Source

--- begin ---

Correct way of calling fork() after parent has created threads?

Correct way of calling fork() after parent has created threads? - multithreading

I'm implementing a complex application that takes third-party plug-ins, and I want to run the plug-in code in child processes for isolation. The parent process needs to be multithreaded, but I have read that fork may be unsafe in multithreaded processes, particularly if you do not immediately call execve, and that pthread_atfork is not a complete solution.
What do other complex applications do about this? I know Chrome uses both subprocesses and multithreading simultaneously, so it must be possible.

The behavior of fork() in a multithreaded program is well-defined. On success, the child process has exactly one thread -- the same one that called fork() in the parent program. Although this can be a problem, whether it actually is a problem depends on the circumstances.
When is fork()ing a problem for a multithreaded program?
The main reason for fork()ing to present a problem in a multithreaded program is that the child process depends on mutexes, condition variables, etc. that other threads can no longer be relied upon to manipulate. For example, if the child needs to acquire a process-private mutex that it does not already hold, then it may be that that mutex was held by a different thread at the time of the fork. In that case, it will never be released in the child process, because no thread that could release it exists in the child.
When is fork()ing not a problem for a multithreaded program?
One of the common idioms involving fork() is to immediately follow it up by execing another program. That's no problem, regardless of the threadedness of the parent.
Alternatively, if the child process does not depend on any problematic resources, then nothing special need be done. Note that process-shared interthread objects are not "problematic" in this sense. This situation is fairly common, and it sounds like it might be your case.

--- end ---

Information supplied
--- begin ---

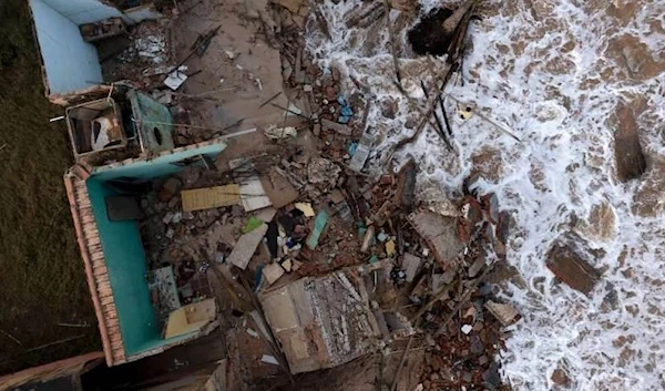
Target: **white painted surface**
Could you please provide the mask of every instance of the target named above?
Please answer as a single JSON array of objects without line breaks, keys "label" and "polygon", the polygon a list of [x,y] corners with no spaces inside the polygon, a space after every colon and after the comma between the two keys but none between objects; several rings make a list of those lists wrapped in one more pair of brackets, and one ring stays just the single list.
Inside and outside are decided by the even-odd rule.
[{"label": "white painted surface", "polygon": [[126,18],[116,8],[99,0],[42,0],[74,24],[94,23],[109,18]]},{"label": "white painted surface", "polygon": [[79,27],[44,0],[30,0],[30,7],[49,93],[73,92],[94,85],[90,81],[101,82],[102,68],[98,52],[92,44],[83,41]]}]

--- end ---
--- begin ---

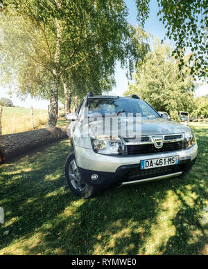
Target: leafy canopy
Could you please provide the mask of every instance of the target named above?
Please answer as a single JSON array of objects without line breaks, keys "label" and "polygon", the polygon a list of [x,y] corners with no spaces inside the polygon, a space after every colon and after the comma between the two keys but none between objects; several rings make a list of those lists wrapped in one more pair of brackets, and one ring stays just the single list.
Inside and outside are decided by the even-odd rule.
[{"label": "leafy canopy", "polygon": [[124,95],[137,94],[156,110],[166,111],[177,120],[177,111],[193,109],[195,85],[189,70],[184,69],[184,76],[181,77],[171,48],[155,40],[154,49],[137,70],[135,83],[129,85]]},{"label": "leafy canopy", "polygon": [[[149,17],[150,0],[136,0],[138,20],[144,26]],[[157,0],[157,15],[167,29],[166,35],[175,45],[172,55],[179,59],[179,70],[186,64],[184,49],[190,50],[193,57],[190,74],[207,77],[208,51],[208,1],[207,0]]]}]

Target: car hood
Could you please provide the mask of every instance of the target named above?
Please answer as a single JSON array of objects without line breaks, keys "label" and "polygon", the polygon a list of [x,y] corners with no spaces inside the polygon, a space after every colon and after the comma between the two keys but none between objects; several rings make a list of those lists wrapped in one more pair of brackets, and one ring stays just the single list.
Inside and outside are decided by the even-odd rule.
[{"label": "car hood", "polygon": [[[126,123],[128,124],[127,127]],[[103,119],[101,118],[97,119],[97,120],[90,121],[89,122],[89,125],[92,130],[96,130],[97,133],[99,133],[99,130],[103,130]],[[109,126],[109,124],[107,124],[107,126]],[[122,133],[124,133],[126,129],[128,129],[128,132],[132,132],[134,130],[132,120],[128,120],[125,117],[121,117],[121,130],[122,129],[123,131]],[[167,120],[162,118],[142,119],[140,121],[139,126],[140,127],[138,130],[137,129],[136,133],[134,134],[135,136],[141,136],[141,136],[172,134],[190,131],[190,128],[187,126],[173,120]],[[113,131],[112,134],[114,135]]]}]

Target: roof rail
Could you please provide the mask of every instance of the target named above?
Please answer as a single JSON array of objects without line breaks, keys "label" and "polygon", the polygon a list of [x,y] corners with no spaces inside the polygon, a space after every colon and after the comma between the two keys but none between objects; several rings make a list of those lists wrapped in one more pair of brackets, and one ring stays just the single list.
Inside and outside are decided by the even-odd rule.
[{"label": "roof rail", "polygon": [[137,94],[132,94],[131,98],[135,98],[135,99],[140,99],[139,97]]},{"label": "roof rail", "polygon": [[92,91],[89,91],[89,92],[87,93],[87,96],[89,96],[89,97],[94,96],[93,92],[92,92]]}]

--- end ---
--- begin ---

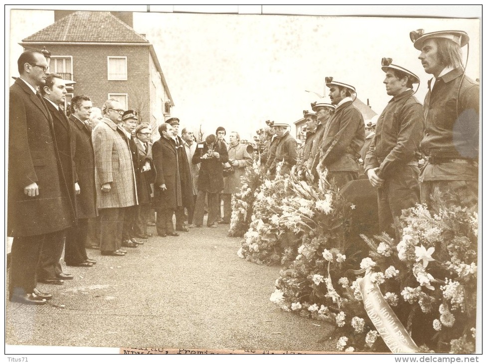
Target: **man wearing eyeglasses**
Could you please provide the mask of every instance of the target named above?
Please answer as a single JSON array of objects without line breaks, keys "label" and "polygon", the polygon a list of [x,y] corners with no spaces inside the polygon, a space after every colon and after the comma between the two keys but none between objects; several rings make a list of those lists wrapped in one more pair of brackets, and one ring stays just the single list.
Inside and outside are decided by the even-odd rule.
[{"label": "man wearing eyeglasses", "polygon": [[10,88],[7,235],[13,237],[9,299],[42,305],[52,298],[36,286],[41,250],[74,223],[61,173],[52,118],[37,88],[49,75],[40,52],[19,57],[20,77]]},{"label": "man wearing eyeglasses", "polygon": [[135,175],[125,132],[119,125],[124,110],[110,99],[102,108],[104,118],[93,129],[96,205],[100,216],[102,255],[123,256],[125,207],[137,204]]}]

--- end ---

Things to do
A. Reproduce the fork() discussion starting with "One of the common" and going on through "of the parent.", switching "idioms" to "patterns".
B. Proceed with the discussion of fork() in multithreaded programs, writing on from its last sentence.

Answers for the tasks
A.
One of the common patterns involving fork() is to immediately follow it up by execing another program. That's no problem, regardless of the threadedness of the parent.

B.
Otherwise, it's not a problem if the parent's forking thread can and does acquire all the process-private interthread resources that the child will need before it forks. Handlers registered by pthread_atfork() can help with this under some circumstances, but under others, it makes more sense for that to be done in the immediate environs of the fork call.
Overall
You've presented the question as if fork()ing was a deep and troublesome problem for multithreaded programs. It is certainly a problem that should be considered, and it is typically best to avoid using both multiple threads and multiple processes. Therefore, inasmuch as you want multiple processes so as to have separate address spaces and perhaps name spaces into which to load plugins, perhaps you should consider using separate processes wherever you now use threads. On the other hand, if you exercise some thought and care, you can probably make it work just fine for your multi-threaded process to fork children and interact with them.

If you cannot ensure that fork is only used under safe circumstances, as described in John Bollinger's answer, a general workaround is to use a "fork server". Before creating any threads, the original process forks once. The child process is the fork server; it remains single-threaded. The parent process now goes ahead and creates its threads. Whenever the parent would want to call fork, it instead sends a message to the fork server asking it to do so.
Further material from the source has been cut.